>> start

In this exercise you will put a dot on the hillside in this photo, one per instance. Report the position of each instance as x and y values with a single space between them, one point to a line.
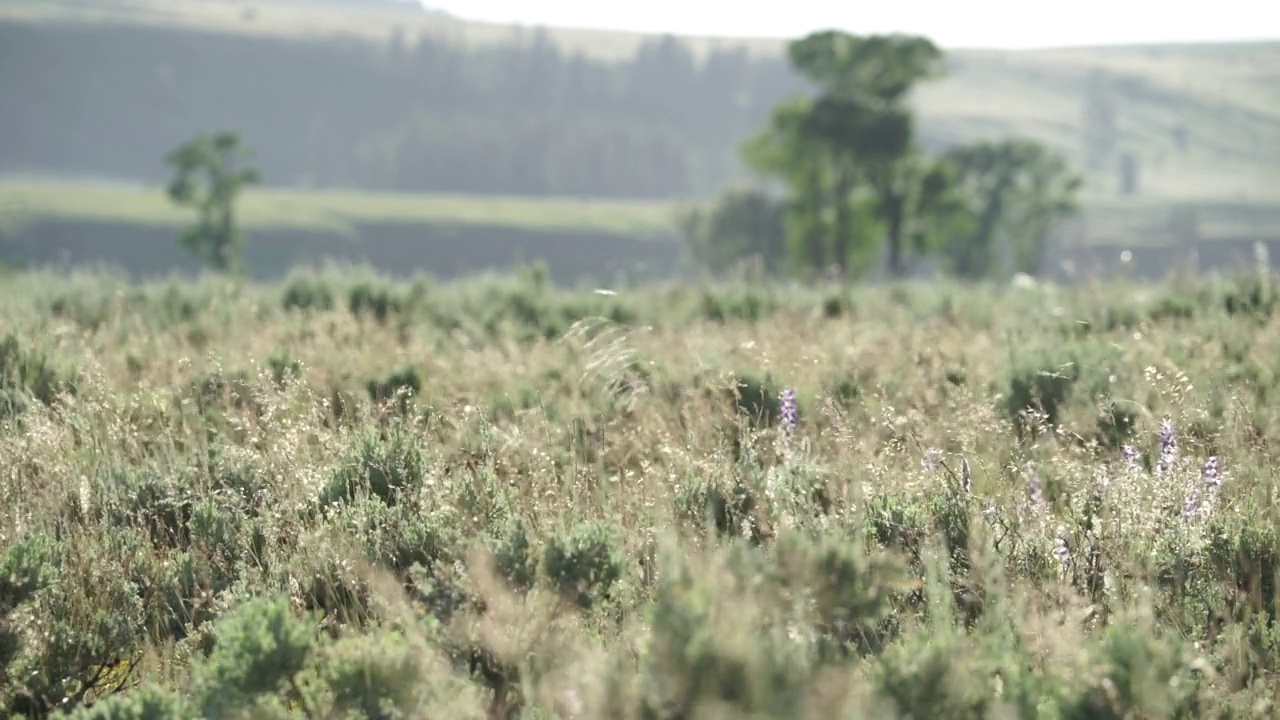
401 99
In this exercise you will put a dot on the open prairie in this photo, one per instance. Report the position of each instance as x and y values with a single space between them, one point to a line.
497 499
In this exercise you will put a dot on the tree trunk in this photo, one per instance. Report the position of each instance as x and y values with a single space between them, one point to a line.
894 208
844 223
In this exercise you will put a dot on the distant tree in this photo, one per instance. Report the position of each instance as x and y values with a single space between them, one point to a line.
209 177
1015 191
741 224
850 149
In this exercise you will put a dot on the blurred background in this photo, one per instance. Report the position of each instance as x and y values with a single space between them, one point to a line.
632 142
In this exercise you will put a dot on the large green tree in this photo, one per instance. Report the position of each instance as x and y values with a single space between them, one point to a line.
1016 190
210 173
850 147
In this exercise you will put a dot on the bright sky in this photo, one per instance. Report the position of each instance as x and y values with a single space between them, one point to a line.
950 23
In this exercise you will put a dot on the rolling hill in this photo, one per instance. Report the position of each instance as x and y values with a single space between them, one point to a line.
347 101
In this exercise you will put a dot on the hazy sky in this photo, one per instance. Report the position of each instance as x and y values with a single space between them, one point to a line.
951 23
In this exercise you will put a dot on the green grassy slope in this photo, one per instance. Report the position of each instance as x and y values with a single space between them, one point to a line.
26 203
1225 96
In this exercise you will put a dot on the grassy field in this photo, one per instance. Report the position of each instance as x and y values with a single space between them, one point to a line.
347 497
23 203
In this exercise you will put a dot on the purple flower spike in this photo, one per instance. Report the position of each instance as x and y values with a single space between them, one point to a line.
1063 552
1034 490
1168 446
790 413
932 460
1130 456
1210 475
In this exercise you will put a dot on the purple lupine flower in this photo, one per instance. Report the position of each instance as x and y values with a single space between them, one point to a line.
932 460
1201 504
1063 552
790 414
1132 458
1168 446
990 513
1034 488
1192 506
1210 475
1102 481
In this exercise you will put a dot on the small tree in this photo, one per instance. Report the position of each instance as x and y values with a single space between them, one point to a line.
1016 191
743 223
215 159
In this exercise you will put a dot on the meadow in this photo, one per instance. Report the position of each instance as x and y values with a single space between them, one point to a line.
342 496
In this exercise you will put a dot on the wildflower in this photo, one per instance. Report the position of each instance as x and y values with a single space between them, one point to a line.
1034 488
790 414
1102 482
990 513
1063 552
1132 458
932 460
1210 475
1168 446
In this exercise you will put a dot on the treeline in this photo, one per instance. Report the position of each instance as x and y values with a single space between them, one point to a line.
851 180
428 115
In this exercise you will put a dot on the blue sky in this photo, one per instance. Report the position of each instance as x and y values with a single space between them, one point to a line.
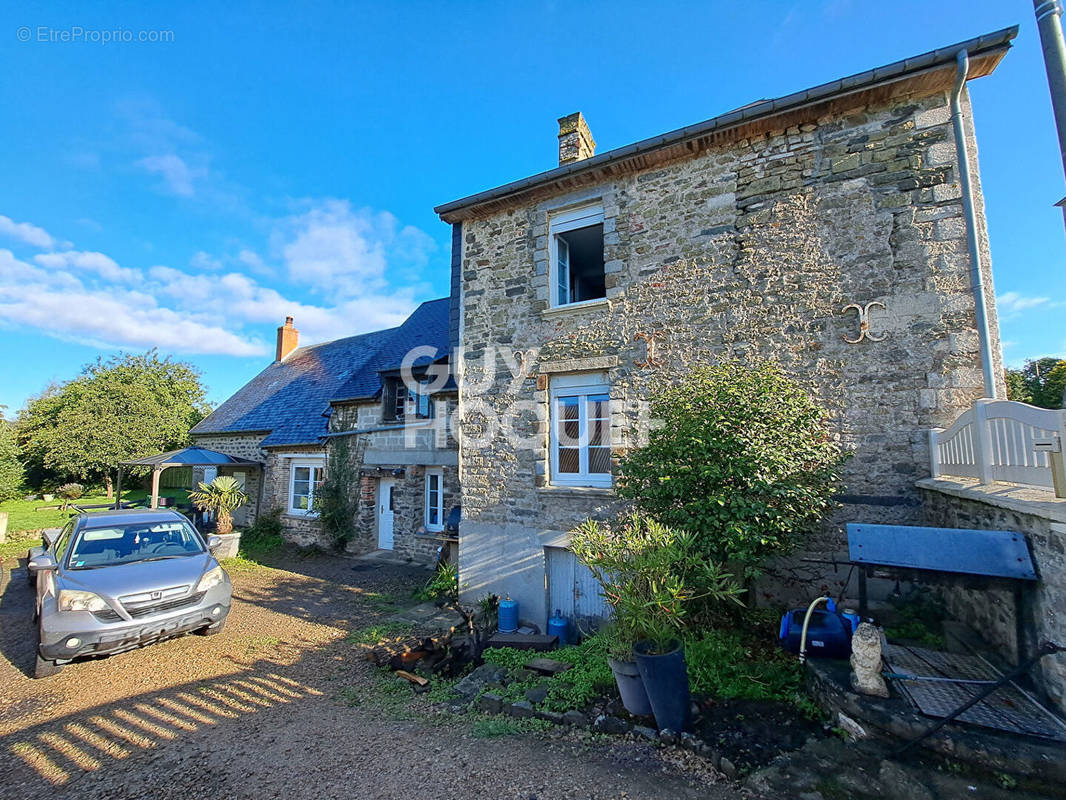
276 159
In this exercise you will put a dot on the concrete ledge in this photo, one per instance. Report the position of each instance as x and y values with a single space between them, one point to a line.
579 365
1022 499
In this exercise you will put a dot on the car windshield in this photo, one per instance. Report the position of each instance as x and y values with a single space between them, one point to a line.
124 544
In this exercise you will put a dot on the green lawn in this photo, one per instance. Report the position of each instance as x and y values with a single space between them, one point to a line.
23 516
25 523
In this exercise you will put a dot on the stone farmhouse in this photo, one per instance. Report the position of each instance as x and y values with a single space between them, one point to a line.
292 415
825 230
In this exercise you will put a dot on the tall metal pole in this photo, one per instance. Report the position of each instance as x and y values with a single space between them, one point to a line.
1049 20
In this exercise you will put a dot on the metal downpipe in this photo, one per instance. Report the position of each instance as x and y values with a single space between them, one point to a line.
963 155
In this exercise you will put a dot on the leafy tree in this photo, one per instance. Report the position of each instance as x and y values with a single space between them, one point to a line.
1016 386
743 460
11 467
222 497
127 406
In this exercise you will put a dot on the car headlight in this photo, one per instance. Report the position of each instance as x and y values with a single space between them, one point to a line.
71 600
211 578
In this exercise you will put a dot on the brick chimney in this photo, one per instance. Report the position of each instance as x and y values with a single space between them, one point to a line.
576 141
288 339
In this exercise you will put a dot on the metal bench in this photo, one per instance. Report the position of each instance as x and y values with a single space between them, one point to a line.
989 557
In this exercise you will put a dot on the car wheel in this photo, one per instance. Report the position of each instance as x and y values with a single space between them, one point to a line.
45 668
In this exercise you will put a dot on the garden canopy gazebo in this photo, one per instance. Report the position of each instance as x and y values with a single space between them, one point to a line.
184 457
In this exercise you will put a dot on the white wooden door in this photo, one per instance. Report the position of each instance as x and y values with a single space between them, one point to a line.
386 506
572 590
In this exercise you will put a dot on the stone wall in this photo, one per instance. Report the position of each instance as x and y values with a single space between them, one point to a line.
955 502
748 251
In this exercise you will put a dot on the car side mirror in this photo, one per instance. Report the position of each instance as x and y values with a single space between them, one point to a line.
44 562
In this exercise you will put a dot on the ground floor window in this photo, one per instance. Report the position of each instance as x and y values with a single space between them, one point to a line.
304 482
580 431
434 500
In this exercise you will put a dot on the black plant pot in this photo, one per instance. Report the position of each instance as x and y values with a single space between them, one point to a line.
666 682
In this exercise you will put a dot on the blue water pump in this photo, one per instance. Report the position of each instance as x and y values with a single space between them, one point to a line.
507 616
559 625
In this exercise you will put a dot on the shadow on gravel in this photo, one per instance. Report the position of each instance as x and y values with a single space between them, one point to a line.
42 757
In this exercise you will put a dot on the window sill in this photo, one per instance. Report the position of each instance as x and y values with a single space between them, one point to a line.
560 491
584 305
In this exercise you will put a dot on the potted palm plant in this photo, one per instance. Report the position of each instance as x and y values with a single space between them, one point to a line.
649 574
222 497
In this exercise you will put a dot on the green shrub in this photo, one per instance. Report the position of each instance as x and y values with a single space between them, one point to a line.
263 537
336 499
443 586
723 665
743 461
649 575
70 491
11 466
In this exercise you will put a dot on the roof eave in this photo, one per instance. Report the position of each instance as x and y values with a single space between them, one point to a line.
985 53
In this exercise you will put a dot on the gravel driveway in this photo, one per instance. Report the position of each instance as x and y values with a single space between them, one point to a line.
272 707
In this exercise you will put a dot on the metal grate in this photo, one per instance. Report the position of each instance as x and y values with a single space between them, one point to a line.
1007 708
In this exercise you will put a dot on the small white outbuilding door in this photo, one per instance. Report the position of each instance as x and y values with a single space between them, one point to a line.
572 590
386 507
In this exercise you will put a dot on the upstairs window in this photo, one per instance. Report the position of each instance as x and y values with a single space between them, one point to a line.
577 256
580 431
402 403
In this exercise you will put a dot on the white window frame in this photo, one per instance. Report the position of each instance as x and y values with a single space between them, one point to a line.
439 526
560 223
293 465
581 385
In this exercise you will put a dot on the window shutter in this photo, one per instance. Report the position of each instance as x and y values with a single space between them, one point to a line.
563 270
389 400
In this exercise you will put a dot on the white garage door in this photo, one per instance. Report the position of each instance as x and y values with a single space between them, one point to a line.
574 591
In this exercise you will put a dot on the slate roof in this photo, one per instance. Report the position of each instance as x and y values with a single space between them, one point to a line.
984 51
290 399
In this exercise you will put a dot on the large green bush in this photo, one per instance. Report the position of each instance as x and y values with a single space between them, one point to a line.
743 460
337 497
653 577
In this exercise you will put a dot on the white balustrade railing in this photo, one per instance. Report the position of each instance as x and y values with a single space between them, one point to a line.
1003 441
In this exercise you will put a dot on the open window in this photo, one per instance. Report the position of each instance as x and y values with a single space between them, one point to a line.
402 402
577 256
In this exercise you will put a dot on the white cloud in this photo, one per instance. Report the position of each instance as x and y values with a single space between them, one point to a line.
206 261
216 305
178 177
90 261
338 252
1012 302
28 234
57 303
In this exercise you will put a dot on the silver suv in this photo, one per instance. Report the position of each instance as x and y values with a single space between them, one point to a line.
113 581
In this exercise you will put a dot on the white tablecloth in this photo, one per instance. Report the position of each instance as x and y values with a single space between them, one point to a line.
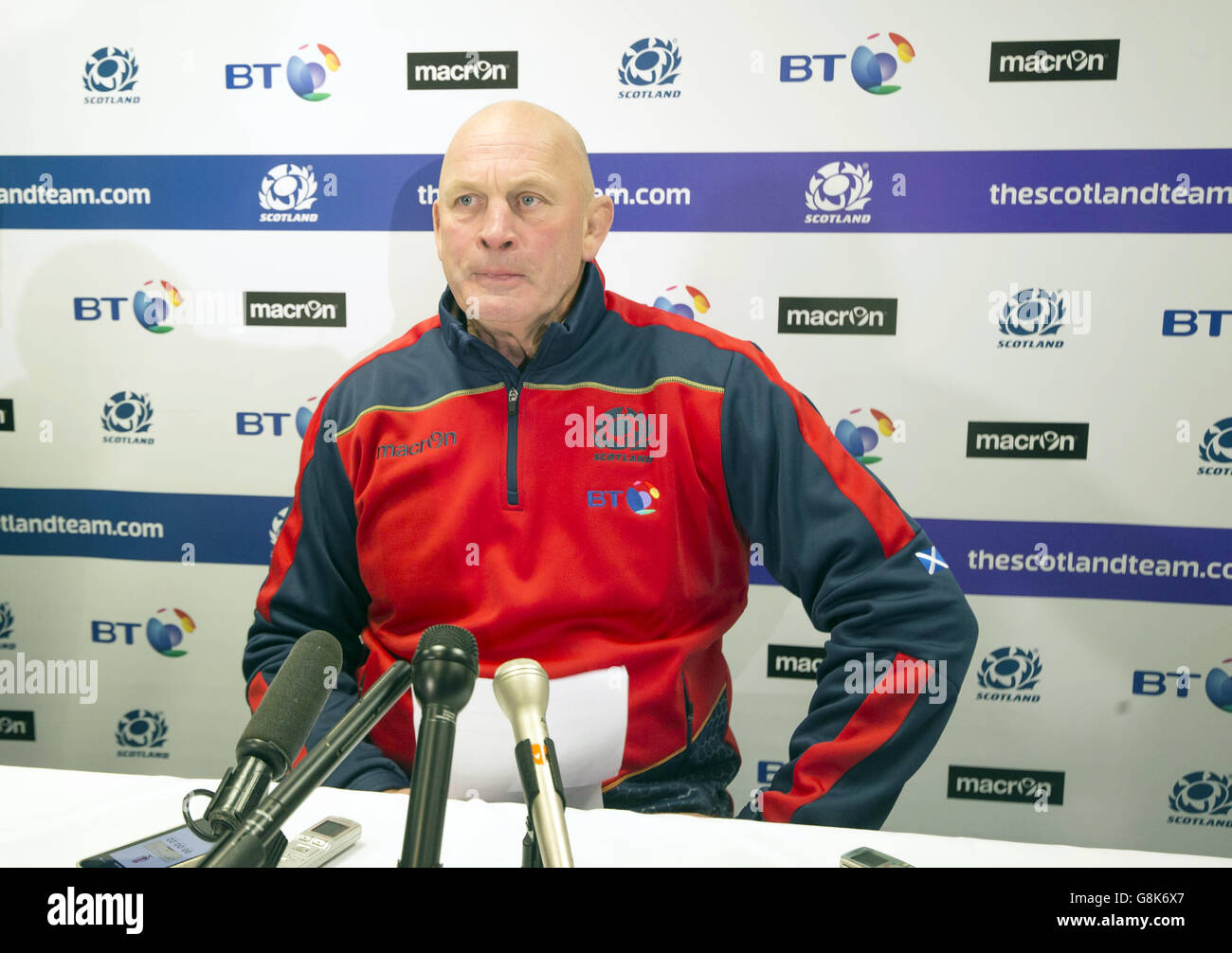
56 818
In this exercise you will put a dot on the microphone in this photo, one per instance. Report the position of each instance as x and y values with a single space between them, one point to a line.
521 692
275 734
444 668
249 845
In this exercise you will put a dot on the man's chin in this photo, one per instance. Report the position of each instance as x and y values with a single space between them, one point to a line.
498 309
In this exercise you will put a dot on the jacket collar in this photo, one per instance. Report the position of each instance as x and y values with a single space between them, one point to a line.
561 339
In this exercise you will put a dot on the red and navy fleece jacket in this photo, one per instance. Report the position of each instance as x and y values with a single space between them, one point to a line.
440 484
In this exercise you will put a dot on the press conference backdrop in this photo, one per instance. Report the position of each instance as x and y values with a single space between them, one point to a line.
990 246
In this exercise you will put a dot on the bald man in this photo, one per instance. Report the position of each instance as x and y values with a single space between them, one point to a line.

>> end

Can you output, word for word, the entries from the line containing "In this exercise you will put a dot on the man's" through the final line of the entries?

=== SOLUTION ===
In this exercise you will put a dot on the man's chin in this photo, one per instance. Report the position of each instance as x and y values with a single space between them, one point to a line.
498 309
In this exercise you will put a dot on the jacket collar in this photo, one per instance. Report the position of each instance as x and y values with a single space between them, one point to a line.
561 339
In this exercise you will put a dot on the red and navy fleece jacket in this photo, one per instance. Report the position of each instance as x and y values with a single space between them, one point to a line.
440 484
In this exercise you will put a dot on the press conference backdrop in this photo, one per instance. Report the position of each instance as x and y values with a single space between them, one point to a line.
990 246
In this exercise you will put a dot on the bald man in this photo, one per instance. Report the position of each instance as x and y values with a single space between them, one point to a line.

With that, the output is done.